SELECTED PASSAGE
^^^^
All of which brought me up short and sent me to a psychiatrist's office. I now take a couple of common antipressants. I am self-employed and have no medical insurance, though my kids do, and my psychiatrist presribes things that I can take relatively cheaply, buying wholesale and generic.

Because of my lack of insurance and my finances, I do not see my psychiatrist or anyone else for therapy, although I would like to. My psychiatrist is actually compassionate in this and works a visit schedule with me that takes my finances into account. I fortunately do not have any really serious mental health issues: I've never been suicidal or seriously out of control, and thank God I have never had any substance abuse issues. (Again, we won't talk about coffee!)

The medicine helps. I haven't had any more scary flashback episodes since I started taking it, and I am doing a better, if far from perfect, job of managing my life. I don't feel as numb as I used to. This is all good.

I do not and have not abused my children. My intense feelings about my own childhood, and supremely strong desire to do the best I can for my own kids, have kept me from that. I do not and have not used any form of spanking or corporal punishment. I try not even to yell at my kids, and most of the time I am successful. I provide reasonably well for them, although not as well as I would like. I spend time with them and listen to them and laugh with them. Most days I think I'm a pretty good mom, although if I was more emotionally present for myself I would probably also be more emotionally present for them.

This life is OK, but I want so much more. And somehow, I'm determined to figure my way through the mess in my own head so I can get there. To paraphrase from the Declaration, I want a life that is vibrant, liberty from the constricting parts of my past, and the ability within myself to truly pursue happiness.

Quote for today: Before we have children, we are, in fact, children ourselves, children of the culture. When we become parents, we become the culture. We become an adult in the eyes of the community. And as such, where we have once allowed authoritative knowledge to reside in others--in the expert, in our parents, in the state--we must now allow authority to take up residence within the self, within ourselves. --Peggy O'Mara

Friday, March 2, 2007

Post Traumatic Stress Transformer Begins!

Last night I was up late again. I stayed up finishing Gary Iles's novel Blood Memory, which is a disturbingly and wonderfully good fictional thriller involving PTSD.

I ended up again, as I often do, on the phone with my best friend, who knows far too much about everything about me, and so is one of the great comforts of my life (as I often am for her.) Her husband, like me, is an ostensibly functional person with PTSD.

I'm tired of being tired. I'm tired of being numb, and afraid, and disconnected from life. I look at people I know who are functional and happy and purposeful (normal?) and I want to learn to be like them.

My father, a teacher in his heart and soul, always told me that the best way to learn something really well is to teach it.

So here I am diving into the world wide web to learn, to share, and to publish for all to see, my own crazy, personal, wonderful, nutty journey back to health and normality, or as close as I can manage to get to it!

Please join me.

Disclaimer: I am not a mental health professional or legal professional of any kind. My entire qualifications for expertise in this subject are as follows: I am a woman. I am a mother. I have PTSD.

As with everything else, please take from this blog what seems good to you, and just leave the rest here.

Quote for today: A good friend is someone who sees right through you and still enjoys the view. --(I don't know who said this, but if anyone else does and lets me know, I will properly attribute it.)
^^^^
WHAT THIS TASK INVOLVES
Answer these questions about the PTSD blog passage:
1. What does the author's psychiatrist arrange so that it takes the author's finances into account?
2. Which novel did the author stay up late finishing, and who wrote it?
3. According to the author's father, what is the best way to learn something really well?
The material after this point comes from an unrelated source.

RECORDS PROVIDED
^^^^
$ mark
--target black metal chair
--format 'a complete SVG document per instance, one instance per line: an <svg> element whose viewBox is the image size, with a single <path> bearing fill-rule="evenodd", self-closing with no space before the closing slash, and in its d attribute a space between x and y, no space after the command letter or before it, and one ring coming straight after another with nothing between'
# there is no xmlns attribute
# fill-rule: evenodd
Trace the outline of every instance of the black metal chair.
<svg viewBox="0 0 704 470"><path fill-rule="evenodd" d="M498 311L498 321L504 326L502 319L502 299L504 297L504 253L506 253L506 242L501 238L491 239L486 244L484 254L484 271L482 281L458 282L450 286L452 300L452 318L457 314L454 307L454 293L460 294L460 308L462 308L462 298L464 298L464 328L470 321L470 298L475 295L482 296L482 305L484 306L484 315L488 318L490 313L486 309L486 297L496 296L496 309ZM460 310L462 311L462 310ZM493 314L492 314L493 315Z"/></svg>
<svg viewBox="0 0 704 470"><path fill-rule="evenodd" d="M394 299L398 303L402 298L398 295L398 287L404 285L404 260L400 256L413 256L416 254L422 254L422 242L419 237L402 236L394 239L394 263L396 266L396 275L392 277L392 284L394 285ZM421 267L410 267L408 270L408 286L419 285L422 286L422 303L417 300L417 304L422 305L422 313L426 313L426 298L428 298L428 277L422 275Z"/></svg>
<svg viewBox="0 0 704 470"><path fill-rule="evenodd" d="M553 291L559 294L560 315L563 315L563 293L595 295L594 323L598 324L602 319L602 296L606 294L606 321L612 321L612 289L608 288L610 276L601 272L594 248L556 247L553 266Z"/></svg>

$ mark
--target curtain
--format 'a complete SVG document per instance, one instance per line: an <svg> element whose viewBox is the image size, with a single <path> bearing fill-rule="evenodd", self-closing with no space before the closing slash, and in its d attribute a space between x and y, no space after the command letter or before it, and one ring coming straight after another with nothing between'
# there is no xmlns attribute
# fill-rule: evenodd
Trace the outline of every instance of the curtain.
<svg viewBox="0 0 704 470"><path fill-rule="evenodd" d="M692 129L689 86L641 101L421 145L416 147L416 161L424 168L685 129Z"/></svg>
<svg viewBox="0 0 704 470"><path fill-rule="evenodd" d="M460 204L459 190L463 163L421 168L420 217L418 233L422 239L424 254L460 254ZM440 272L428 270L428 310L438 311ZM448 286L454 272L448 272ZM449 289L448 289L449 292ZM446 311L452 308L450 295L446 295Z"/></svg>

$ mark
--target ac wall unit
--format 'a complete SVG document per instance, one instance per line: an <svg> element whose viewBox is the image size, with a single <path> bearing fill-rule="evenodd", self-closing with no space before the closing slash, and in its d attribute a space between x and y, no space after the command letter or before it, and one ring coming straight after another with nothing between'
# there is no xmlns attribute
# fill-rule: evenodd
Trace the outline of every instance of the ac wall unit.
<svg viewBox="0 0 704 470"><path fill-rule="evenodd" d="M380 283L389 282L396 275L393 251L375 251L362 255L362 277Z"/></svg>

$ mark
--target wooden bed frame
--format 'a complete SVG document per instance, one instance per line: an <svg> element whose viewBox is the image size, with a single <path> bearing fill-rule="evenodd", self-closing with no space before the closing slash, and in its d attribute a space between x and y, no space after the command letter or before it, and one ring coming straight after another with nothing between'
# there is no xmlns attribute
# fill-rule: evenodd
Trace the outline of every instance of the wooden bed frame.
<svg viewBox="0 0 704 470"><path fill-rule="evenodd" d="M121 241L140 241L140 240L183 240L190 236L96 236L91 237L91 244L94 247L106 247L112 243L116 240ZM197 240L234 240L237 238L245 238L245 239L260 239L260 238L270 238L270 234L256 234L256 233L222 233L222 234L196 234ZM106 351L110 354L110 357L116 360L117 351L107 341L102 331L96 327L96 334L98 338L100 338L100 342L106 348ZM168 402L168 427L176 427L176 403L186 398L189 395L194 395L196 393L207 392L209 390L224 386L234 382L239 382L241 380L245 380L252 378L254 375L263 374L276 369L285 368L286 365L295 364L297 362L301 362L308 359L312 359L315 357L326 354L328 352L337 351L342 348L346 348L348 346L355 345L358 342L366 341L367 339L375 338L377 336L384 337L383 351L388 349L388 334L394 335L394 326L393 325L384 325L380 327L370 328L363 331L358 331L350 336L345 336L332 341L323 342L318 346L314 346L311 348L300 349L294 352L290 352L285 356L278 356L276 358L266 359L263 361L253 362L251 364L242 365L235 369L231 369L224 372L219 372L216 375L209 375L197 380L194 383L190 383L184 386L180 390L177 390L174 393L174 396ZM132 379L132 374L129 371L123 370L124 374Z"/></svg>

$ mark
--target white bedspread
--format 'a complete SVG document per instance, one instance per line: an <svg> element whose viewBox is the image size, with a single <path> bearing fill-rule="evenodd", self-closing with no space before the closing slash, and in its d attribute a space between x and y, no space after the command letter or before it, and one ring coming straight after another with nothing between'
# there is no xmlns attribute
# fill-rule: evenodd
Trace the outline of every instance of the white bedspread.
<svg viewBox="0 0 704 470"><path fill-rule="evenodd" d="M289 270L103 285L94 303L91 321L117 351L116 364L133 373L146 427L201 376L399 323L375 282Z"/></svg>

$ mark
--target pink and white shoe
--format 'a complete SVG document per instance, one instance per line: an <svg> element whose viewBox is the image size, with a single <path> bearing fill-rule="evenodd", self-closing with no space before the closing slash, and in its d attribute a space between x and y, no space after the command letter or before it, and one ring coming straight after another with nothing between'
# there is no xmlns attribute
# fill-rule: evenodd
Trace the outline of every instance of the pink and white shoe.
^^^^
SOLUTION FOR THIS TASK
1. A visit schedule.
2. Blood Memory, by Gary Iles.
3. To teach it.